Point annotation records:
----------------------------------------
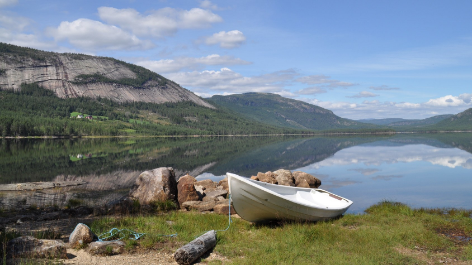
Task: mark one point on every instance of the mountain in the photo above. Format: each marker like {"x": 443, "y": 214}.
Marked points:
{"x": 77, "y": 75}
{"x": 407, "y": 122}
{"x": 461, "y": 121}
{"x": 276, "y": 110}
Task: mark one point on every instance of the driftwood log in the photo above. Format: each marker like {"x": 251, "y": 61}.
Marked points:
{"x": 195, "y": 249}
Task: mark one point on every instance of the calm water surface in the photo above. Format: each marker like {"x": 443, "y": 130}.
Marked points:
{"x": 419, "y": 170}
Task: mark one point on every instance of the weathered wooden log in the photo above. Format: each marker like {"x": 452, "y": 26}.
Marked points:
{"x": 193, "y": 250}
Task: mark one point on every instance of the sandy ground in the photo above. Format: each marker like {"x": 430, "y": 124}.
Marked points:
{"x": 151, "y": 257}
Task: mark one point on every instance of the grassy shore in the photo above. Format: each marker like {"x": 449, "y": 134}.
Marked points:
{"x": 389, "y": 233}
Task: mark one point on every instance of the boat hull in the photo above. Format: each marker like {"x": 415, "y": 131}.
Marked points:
{"x": 257, "y": 201}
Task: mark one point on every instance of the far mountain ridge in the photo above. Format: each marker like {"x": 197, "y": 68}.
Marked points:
{"x": 407, "y": 122}
{"x": 276, "y": 110}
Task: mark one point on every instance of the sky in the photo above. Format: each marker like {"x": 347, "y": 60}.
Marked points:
{"x": 361, "y": 59}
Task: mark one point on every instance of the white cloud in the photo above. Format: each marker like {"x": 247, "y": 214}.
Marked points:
{"x": 4, "y": 3}
{"x": 311, "y": 91}
{"x": 384, "y": 87}
{"x": 467, "y": 98}
{"x": 208, "y": 5}
{"x": 179, "y": 63}
{"x": 365, "y": 171}
{"x": 416, "y": 59}
{"x": 227, "y": 40}
{"x": 214, "y": 82}
{"x": 94, "y": 35}
{"x": 447, "y": 101}
{"x": 364, "y": 94}
{"x": 159, "y": 23}
{"x": 323, "y": 80}
{"x": 12, "y": 22}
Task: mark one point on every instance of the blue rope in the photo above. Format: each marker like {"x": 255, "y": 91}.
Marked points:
{"x": 135, "y": 236}
{"x": 115, "y": 231}
{"x": 126, "y": 233}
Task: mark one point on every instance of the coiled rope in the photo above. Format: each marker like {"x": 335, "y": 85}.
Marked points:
{"x": 126, "y": 233}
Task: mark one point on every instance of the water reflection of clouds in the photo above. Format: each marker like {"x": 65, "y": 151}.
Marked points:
{"x": 329, "y": 182}
{"x": 365, "y": 171}
{"x": 378, "y": 155}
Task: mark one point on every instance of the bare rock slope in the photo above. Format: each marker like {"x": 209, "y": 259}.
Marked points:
{"x": 76, "y": 75}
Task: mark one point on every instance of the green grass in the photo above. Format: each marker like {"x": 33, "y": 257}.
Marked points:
{"x": 390, "y": 233}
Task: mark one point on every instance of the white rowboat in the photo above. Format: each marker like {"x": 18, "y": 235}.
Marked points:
{"x": 257, "y": 201}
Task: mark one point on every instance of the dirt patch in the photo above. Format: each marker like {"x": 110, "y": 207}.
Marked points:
{"x": 150, "y": 257}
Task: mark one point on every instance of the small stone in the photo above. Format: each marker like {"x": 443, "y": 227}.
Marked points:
{"x": 303, "y": 184}
{"x": 267, "y": 177}
{"x": 106, "y": 248}
{"x": 81, "y": 235}
{"x": 312, "y": 181}
{"x": 208, "y": 184}
{"x": 212, "y": 195}
{"x": 284, "y": 177}
{"x": 224, "y": 184}
{"x": 223, "y": 209}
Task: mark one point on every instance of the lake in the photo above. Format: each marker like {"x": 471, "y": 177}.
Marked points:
{"x": 433, "y": 170}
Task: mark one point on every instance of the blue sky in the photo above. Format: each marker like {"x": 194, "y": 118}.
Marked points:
{"x": 360, "y": 59}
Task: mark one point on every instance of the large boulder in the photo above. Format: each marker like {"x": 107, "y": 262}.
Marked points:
{"x": 186, "y": 190}
{"x": 284, "y": 177}
{"x": 155, "y": 185}
{"x": 268, "y": 177}
{"x": 207, "y": 184}
{"x": 30, "y": 247}
{"x": 300, "y": 177}
{"x": 81, "y": 235}
{"x": 213, "y": 195}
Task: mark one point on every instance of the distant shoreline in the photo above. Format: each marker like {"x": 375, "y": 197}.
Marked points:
{"x": 229, "y": 135}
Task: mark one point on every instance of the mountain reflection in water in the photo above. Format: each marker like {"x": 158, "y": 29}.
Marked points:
{"x": 420, "y": 170}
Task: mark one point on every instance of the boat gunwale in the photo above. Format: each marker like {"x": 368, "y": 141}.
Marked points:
{"x": 255, "y": 183}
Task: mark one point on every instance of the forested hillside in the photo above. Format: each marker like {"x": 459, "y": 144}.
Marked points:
{"x": 35, "y": 111}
----------------------------------------
**What is expected**.
Everything from the line with "Task: mark one point on every instance of the lake" to the end of the listing above needs to be duplicated exactly, both end lines included, with nothing more.

**Full answer**.
Task: mark one point on every instance of the lake in the photo above. Format: each marker like {"x": 471, "y": 177}.
Marked points:
{"x": 433, "y": 170}
Task: mark one point on every instance of the blue sky in the photo above. Format: each marker like {"x": 194, "y": 118}.
Marked points:
{"x": 360, "y": 59}
Task: mark one point on every instance of the large boulder in the photo above. Format: each marker like {"x": 107, "y": 262}.
Marked points:
{"x": 186, "y": 190}
{"x": 284, "y": 177}
{"x": 155, "y": 185}
{"x": 268, "y": 177}
{"x": 207, "y": 184}
{"x": 30, "y": 247}
{"x": 300, "y": 177}
{"x": 81, "y": 235}
{"x": 213, "y": 195}
Task: mark one point on every instance of the distant shoreline in the photo above. Format: each marker like {"x": 375, "y": 197}.
Marked points:
{"x": 229, "y": 135}
Task: mark one point on every instance of the mountain reflection in water in the photo above. Format: each marker like {"x": 158, "y": 29}.
Marked points:
{"x": 420, "y": 170}
Task: mark one point on every instance of the boat gunwale in the photo above. Format: each marker like {"x": 368, "y": 141}.
Marked points:
{"x": 255, "y": 183}
Task: mark one point on every instance of the forested hillside in the photo above. Format: each marker like {"x": 459, "y": 144}.
Marked points:
{"x": 35, "y": 111}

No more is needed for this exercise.